§ **Exercise 1**: Reproduce the passage of the forum thread on signing a marriage certificate at the rehearsal that lies between "holyguacamole79OliveOilsMom" and "officiant signs it.", inclusive.

─── Source passage ───

Etiquette

Signing marriage certificate at rehearsal?

So I know you all have strong feelings about being legally wed before the marriage ceremony (and I do too, generally). My priest told me that she prefers that we sign the marriage certificate at the rehearsal (the night before) so that it doesn't get "forgotten in the excitement" of the wedding day. Is this something people do? I know I won't consider us to be married at that point, but would we be legally married? Or are you not married legally until it is "filed" or something? 

Re: Signing marriage certificate at rehearsal?

  • hyechica81hyechica81 member
    Seventh Anniversary 1000 Comments 100 Love Its First Answer
    edited November 2014
    in my state we had to sign before hand at the town clerks office me and hubby then we had 65 days from pick up to get married we took licences to priest he filled out the rest on the day off and sent it off to town hall 
  • It sounds like she just wants your signatures on it, as you'll both be very preoccupied on the day of, but she won't sign it until after the ceremony. It's not valid until she signs it.

     







    holyguacamole79OliveOilsMom
  • What Jels said.

    I know in our county, we signed the application and were issued the license, which only our priest signed and returned to the registrar after the wedding.  It's not official until the officiant signs it.

───

§ **Exercise 2**: Locate each line in the listing below that contains the word "round", and copy those lines.

─── Given records ───

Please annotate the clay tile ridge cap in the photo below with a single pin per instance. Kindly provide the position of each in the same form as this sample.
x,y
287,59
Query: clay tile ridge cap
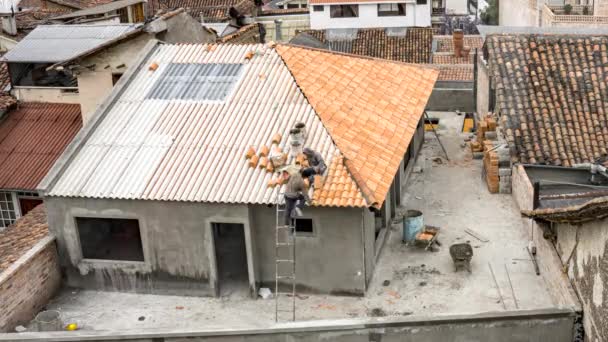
x,y
427,67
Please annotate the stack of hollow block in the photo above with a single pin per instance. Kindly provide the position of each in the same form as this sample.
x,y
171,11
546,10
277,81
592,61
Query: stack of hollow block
x,y
490,167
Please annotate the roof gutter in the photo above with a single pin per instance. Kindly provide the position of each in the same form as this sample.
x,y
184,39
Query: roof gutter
x,y
103,46
76,144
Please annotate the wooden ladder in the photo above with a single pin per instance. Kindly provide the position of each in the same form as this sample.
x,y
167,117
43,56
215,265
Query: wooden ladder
x,y
285,264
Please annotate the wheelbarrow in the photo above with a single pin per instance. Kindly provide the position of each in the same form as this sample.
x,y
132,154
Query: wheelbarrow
x,y
461,254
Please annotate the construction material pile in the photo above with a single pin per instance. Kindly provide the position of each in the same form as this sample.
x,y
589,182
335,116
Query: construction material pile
x,y
494,151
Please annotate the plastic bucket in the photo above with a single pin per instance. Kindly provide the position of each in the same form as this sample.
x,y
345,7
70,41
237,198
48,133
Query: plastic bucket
x,y
412,225
49,320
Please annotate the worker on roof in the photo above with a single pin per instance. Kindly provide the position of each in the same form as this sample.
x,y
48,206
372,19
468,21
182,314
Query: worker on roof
x,y
316,164
296,193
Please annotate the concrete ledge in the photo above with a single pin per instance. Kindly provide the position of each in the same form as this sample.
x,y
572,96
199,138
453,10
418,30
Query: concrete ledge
x,y
336,326
37,248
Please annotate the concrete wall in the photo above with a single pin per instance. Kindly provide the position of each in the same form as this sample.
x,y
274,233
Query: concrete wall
x,y
28,284
416,15
483,86
548,260
179,250
451,96
44,94
521,326
290,24
584,251
519,13
95,84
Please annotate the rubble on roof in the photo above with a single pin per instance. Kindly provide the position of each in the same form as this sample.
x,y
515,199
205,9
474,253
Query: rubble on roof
x,y
22,235
549,92
410,45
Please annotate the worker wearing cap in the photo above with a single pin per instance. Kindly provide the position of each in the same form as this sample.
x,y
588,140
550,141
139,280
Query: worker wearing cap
x,y
296,194
316,164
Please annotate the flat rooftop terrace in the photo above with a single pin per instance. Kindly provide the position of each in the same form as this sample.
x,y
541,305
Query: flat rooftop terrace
x,y
408,281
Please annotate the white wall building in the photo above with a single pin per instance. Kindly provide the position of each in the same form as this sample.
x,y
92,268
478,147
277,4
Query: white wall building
x,y
330,14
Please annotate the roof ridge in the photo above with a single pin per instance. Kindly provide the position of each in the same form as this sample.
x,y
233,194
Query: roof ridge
x,y
357,180
377,59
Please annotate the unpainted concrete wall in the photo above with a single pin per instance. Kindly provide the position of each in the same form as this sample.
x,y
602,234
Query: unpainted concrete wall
x,y
548,260
179,250
586,246
525,326
518,12
28,285
451,96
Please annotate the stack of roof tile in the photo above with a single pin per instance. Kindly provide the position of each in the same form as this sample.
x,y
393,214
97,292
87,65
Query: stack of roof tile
x,y
550,93
21,236
413,47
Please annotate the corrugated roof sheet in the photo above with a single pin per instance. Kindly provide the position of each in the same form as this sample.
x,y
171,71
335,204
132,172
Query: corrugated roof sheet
x,y
101,9
31,138
193,150
57,43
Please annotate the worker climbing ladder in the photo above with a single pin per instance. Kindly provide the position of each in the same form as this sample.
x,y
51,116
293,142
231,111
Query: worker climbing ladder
x,y
285,265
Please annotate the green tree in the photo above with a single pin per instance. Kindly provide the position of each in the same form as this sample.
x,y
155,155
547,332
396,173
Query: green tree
x,y
489,15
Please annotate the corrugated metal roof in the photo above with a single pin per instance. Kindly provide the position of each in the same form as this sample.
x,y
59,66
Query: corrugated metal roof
x,y
31,138
101,9
193,150
57,43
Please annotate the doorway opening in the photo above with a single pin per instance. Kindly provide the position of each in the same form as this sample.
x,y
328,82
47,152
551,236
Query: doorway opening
x,y
231,258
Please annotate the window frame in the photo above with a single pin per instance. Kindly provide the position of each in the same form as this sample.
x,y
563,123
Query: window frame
x,y
333,11
92,261
400,11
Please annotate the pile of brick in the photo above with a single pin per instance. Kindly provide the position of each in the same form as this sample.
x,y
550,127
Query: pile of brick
x,y
494,151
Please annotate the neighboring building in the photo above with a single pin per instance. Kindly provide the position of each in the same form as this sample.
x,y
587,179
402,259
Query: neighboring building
x,y
32,136
551,13
211,11
121,11
410,45
92,59
331,14
547,96
163,165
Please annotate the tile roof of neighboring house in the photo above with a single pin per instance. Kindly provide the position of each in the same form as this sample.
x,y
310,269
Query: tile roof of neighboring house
x,y
356,100
411,45
550,94
455,73
32,137
210,10
41,45
591,210
22,235
144,147
446,43
100,9
248,34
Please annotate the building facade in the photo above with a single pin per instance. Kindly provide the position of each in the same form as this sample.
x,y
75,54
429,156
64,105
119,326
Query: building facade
x,y
364,14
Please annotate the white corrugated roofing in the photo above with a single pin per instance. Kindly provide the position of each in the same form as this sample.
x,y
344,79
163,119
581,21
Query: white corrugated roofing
x,y
57,43
193,150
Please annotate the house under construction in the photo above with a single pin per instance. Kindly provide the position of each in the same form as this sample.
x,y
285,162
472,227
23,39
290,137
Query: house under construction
x,y
171,188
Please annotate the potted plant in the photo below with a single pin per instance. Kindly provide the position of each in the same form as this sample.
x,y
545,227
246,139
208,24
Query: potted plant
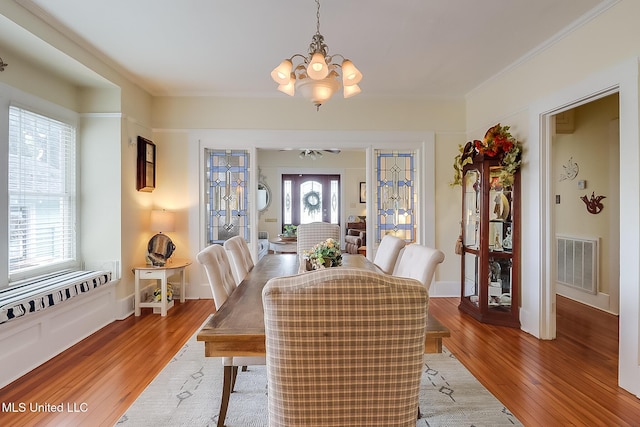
x,y
324,255
290,233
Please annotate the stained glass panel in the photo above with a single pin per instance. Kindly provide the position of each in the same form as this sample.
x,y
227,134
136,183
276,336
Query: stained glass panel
x,y
396,194
227,173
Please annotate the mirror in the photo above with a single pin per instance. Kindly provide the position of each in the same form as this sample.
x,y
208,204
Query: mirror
x,y
264,196
160,248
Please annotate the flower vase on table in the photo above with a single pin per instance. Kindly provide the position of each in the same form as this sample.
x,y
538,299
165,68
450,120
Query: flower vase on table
x,y
325,254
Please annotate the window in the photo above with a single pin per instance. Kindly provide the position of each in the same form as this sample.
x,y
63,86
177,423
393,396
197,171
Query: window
x,y
42,193
226,194
396,194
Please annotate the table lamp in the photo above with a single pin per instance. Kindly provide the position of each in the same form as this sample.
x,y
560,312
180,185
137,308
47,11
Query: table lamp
x,y
160,246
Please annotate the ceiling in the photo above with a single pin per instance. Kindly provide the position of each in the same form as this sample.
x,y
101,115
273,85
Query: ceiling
x,y
404,48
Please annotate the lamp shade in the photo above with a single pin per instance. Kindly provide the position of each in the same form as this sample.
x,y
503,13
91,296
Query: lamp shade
x,y
350,74
282,72
162,220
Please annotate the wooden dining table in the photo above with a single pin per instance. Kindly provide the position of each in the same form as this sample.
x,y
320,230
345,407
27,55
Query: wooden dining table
x,y
237,328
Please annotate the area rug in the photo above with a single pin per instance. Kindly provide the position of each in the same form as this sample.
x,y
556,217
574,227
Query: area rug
x,y
187,393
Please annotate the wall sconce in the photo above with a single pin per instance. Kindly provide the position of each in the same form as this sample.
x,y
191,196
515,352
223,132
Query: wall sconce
x,y
160,247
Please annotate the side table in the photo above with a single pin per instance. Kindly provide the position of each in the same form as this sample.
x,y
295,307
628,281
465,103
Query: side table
x,y
145,272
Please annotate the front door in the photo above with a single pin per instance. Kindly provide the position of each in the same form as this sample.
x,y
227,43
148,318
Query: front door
x,y
310,198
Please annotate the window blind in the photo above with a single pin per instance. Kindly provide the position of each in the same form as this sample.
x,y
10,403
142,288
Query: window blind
x,y
42,192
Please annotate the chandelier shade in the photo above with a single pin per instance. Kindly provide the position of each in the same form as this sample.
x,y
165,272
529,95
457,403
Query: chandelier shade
x,y
282,72
317,76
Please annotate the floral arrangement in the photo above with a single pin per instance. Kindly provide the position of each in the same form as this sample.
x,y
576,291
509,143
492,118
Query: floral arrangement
x,y
497,143
290,230
324,254
311,202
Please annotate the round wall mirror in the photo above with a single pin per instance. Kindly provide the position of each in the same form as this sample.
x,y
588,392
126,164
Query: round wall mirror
x,y
264,196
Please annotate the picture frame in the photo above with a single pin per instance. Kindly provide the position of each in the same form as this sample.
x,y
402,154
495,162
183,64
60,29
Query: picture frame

───

§ **Task answer 1**:
holyguacamole79OliveOilsMom
  • What Jels said.

    I know in our county, we signed the application and were issued the license, which only our priest signed and returned to the registrar after the wedding.  It's not official until the officiant signs it.

§ **Task answer 2**:
Please annotate the round wall mirror in the photo above with a single pin per instance. Kindly provide the position of each in the same form as this sample.
Query: round wall mirror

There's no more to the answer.